* _WHAT TO PRODUCE_:
Convert the items below into a Markdown table with the columns "Row" and "Line". Give each non-blank line its own numbered row, and leave out blank lines.
Segment Start: SOURCE MATERIAL
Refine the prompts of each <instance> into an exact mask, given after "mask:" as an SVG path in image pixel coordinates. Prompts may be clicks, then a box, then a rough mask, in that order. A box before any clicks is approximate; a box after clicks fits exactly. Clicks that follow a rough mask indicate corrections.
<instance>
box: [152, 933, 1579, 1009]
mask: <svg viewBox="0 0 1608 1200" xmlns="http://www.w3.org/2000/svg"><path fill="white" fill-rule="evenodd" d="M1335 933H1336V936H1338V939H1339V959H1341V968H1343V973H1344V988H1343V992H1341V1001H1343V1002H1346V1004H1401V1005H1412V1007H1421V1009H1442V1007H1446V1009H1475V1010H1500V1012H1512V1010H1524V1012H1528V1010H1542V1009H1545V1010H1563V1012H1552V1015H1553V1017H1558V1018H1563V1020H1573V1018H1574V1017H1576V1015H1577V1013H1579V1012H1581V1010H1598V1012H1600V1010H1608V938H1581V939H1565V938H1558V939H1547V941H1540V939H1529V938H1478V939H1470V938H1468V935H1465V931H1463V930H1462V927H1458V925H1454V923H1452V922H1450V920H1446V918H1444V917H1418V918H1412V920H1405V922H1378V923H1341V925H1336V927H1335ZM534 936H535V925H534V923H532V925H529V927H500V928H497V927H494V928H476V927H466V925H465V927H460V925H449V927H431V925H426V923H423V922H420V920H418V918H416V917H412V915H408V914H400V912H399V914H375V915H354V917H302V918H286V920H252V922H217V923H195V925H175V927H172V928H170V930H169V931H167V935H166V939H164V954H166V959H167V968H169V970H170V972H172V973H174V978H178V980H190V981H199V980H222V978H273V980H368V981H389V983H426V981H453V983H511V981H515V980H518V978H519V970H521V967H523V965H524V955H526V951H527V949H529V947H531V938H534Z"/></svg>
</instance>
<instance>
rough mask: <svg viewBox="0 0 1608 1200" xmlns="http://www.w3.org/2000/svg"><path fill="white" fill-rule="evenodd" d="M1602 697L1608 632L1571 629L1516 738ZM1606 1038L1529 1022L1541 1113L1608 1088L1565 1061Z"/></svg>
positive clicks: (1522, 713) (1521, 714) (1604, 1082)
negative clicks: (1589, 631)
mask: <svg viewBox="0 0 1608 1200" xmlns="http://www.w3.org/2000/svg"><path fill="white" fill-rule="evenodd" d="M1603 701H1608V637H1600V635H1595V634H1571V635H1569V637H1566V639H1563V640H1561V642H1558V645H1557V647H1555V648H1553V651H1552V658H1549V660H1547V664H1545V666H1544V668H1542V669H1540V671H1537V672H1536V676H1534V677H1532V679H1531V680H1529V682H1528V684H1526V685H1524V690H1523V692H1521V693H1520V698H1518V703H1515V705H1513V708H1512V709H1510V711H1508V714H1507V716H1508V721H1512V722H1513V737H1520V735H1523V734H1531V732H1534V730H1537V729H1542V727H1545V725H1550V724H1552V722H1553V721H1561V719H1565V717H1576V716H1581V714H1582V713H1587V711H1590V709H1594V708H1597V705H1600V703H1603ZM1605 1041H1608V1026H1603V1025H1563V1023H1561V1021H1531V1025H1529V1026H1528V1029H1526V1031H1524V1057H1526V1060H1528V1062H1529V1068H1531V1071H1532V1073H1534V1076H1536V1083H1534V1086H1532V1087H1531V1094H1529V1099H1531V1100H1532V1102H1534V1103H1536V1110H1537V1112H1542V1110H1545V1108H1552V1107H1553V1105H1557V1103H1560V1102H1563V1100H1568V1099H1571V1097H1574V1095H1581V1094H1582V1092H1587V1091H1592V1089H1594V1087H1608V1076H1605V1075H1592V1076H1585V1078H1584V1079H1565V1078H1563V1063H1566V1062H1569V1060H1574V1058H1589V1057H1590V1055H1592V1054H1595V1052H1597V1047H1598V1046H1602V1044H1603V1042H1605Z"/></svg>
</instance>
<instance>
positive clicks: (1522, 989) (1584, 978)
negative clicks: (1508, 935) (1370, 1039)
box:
Segment End: SOURCE MATERIAL
* _TASK RESPONSE_:
| Row | Line |
|---|---|
| 1 | Refine the prompts of each <instance> into an exact mask, given after "mask:" as an SVG path in image pixel coordinates. Prompts may be clicks, then a box, then a rough mask, in that order. A box before any clicks is approximate; a box after clicks fits exactly. Clicks that follow a rough mask indicate corrections. |
| 2 | <instance> |
| 3 | box: [152, 933, 1579, 1009] |
| 4 | mask: <svg viewBox="0 0 1608 1200" xmlns="http://www.w3.org/2000/svg"><path fill="white" fill-rule="evenodd" d="M1335 933H1336V936H1338V939H1339V959H1341V968H1343V973H1344V988H1343V992H1341V1001H1343V1002H1346V1004H1401V1005H1412V1007H1421V1009H1442V1007H1446V1009H1475V1010H1500V1012H1512V1010H1524V1012H1528V1010H1542V1009H1545V1010H1563V1012H1552V1015H1553V1017H1558V1018H1563V1020H1573V1018H1574V1017H1576V1015H1577V1013H1579V1012H1581V1010H1598V1012H1600V1010H1608V938H1581V939H1565V938H1558V939H1547V941H1540V939H1529V938H1478V939H1470V938H1468V935H1465V931H1463V930H1462V927H1458V925H1454V923H1452V922H1450V920H1446V918H1444V917H1418V918H1412V920H1405V922H1378V923H1341V925H1336V927H1335ZM534 936H535V925H534V923H532V925H529V927H500V928H497V927H494V928H476V927H466V925H465V927H460V925H449V927H431V925H426V923H423V922H420V920H418V918H416V917H412V915H408V914H400V912H399V914H375V915H354V917H302V918H286V920H252V922H217V923H195V925H175V927H172V928H170V930H169V931H167V935H166V939H164V954H166V959H167V968H169V970H170V972H172V973H174V978H178V980H190V981H199V980H222V978H273V980H368V981H389V983H426V981H453V983H511V981H515V980H518V978H519V970H521V967H523V965H524V955H526V951H527V949H529V947H531V938H534Z"/></svg> |
| 5 | </instance> |
| 6 | <instance> |
| 7 | rough mask: <svg viewBox="0 0 1608 1200" xmlns="http://www.w3.org/2000/svg"><path fill="white" fill-rule="evenodd" d="M1602 697L1608 632L1571 629L1516 738ZM1606 1038L1529 1022L1541 1113L1608 1088L1565 1061Z"/></svg> |
| 8 | positive clicks: (1522, 713) (1521, 714) (1604, 1082) |
| 9 | negative clicks: (1589, 631) |
| 10 | mask: <svg viewBox="0 0 1608 1200" xmlns="http://www.w3.org/2000/svg"><path fill="white" fill-rule="evenodd" d="M1603 701H1608V637H1600V635H1595V634H1571V635H1569V637H1566V639H1563V640H1561V642H1558V645H1557V647H1555V648H1553V651H1552V658H1549V660H1547V664H1545V666H1544V668H1542V669H1540V671H1537V672H1536V676H1534V677H1532V679H1531V680H1529V682H1528V684H1526V685H1524V690H1523V692H1521V693H1520V698H1518V703H1515V705H1513V708H1512V709H1510V711H1508V714H1507V716H1508V721H1512V722H1513V737H1520V735H1523V734H1531V732H1534V730H1537V729H1542V727H1545V725H1550V724H1552V722H1553V721H1561V719H1565V717H1576V716H1581V714H1582V713H1587V711H1590V709H1594V708H1597V705H1600V703H1603ZM1605 1041H1608V1026H1603V1025H1563V1023H1561V1021H1531V1025H1529V1026H1528V1029H1526V1031H1524V1057H1526V1060H1528V1062H1529V1068H1531V1071H1532V1073H1534V1076H1536V1083H1534V1086H1532V1087H1531V1094H1529V1099H1531V1100H1532V1102H1534V1103H1536V1110H1537V1112H1542V1110H1545V1108H1552V1107H1553V1105H1557V1103H1560V1102H1563V1100H1568V1099H1571V1097H1574V1095H1581V1094H1582V1092H1587V1091H1592V1089H1594V1087H1608V1076H1605V1075H1592V1076H1585V1078H1584V1079H1565V1078H1563V1063H1566V1062H1569V1060H1574V1058H1589V1057H1590V1055H1592V1054H1595V1052H1597V1047H1598V1046H1602V1044H1603V1042H1605Z"/></svg> |
| 11 | </instance> |
| 12 | <instance> |
| 13 | positive clicks: (1522, 989) (1584, 978) |
| 14 | negative clicks: (1508, 935) (1370, 1039) |
| 15 | box: |